## Mise en pratique
1. Relevez tous les groupes chrétiens nommés dans l'extrait sur la communauté de Roquetas.
2. Poursuivez l'extrait sur la communauté de Roquetas à la suite de sa dernière phrase.

## Extrait du texte
---

Dès le début, les paroisses ont également participé activement aux groupes chrétiens existants et d’autres ont été créés : Vida Ascendente, Réflexion et prière autour de Marie Poussepin, Renouveau charismatique… sans jamais abandonner la formation et l’animation liturgique lors des célébrations paroissiales.
– C’est ainsi que, au sein de cette communauté toujours prête à répondre à l’appel, deux réponses personnelles à la mission « ad extra » ont également vu le jour : l’Algérie et le Nicaragua.
Et ainsi, nous arrivons à la dernière étape :
En 1987, une nouveauté brutale est apparue avec l’arrivée des premiers subsahariens, comme travailleurs immigrés dans la région, puis de nombreux autres, originaires des pays d’Afrique du Nord, musulmans.
La communauté a participé activement à la création de la première structure locale d’accueil de ce nouveau groupe : « Almería Acoge », car cette vague migratoire s’est très rapidement étendue.
1. Roquetas a continué à prospérer, sa population a doublé, la scolarisation a atteint des niveaux normaux et le secteur du bâtiment a absorbé le surplus de nouveaux habitants… Mais les problèmes se sont également multipliés, comme partout ailleurs :
la crise est arrivée, avec son lot de nouveaux problèmes.

---

## Contenu des données
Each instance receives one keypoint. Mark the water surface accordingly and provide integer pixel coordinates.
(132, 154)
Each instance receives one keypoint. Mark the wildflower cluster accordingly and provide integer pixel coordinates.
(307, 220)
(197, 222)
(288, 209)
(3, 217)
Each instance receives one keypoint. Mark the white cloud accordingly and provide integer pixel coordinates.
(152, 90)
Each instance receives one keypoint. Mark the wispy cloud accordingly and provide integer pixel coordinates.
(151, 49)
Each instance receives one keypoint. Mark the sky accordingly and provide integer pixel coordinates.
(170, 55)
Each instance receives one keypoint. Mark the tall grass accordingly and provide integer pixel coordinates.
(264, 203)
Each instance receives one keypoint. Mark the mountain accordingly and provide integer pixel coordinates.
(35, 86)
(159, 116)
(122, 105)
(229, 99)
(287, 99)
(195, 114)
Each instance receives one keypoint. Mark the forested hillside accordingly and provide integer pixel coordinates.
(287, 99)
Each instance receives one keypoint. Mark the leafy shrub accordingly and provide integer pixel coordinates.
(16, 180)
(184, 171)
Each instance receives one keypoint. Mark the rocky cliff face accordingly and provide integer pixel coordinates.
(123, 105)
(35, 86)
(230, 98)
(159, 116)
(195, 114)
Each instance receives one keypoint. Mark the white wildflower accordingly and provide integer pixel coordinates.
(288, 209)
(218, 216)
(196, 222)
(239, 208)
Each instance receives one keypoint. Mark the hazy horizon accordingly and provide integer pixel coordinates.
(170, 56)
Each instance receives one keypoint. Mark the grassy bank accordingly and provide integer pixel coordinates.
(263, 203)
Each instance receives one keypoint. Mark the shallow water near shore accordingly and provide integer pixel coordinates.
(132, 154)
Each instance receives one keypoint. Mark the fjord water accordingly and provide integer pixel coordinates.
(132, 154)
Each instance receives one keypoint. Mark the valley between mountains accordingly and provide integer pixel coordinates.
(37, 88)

---

## Réponses par tâche
1. Vida Ascendente ; Réflexion et prière autour de Marie Poussepin ; Renouveau charismatique.

2.
Les membres de la Communauté se sont libérés de leurs obligations professionnelles, en raison de leur âge… De nouvelles perspectives s’ouvraient donc pour répondre à de nouvelles urgences…
En 2008
La Province acquiert une maison, dans le même quartier des 200 logements, à côté des appartements.
Après une longue réflexion sur les services qui pourraient être offerts à la population dans ce nouvel espace, la communauté a décidé de la transformer en maison d’accueil pour les personnes vivant dans la rue… sans domicile, sans possibilité de travail, ni de moyens, en raison de leur situation administrative et principalement de leurs graves problèmes de santé.
C’est ainsi que cette nouvelle mission a débuté au début de l’année 2009. Les premiers bénéficiaires : quelques hommes connus, qui avaient déjà été aidés par Caritas dans leur situation de SDF… D’autres se sont succédé dans la maison, chacun avec ses addictions… Les débuts ont été très difficiles pour la communauté ! Des problèmes personnels ou d’autres raisons font que certains de ces hommes prennent parfois un autre chemin… D’autres sont décédés au cours de ces longues années. La capacité de la Maison est limitée, avec seulement 6 lits, mais l’assistance est complète, y compris les démarches administratives (la plupart sont toujours des étrangers…), les visites et l’accompagnement médical, les soins pharmaceutiques, etc.
Conclusion
L’empreinte du Saint-Esprit au Vatican II et la simplicité de l’esprit missionnaire de Marie Poussepin, sont les phares qui ont éclairé les pas de la longue marche de la communauté là-bas, depuis 1972 . MERCI, SEIGNEUR.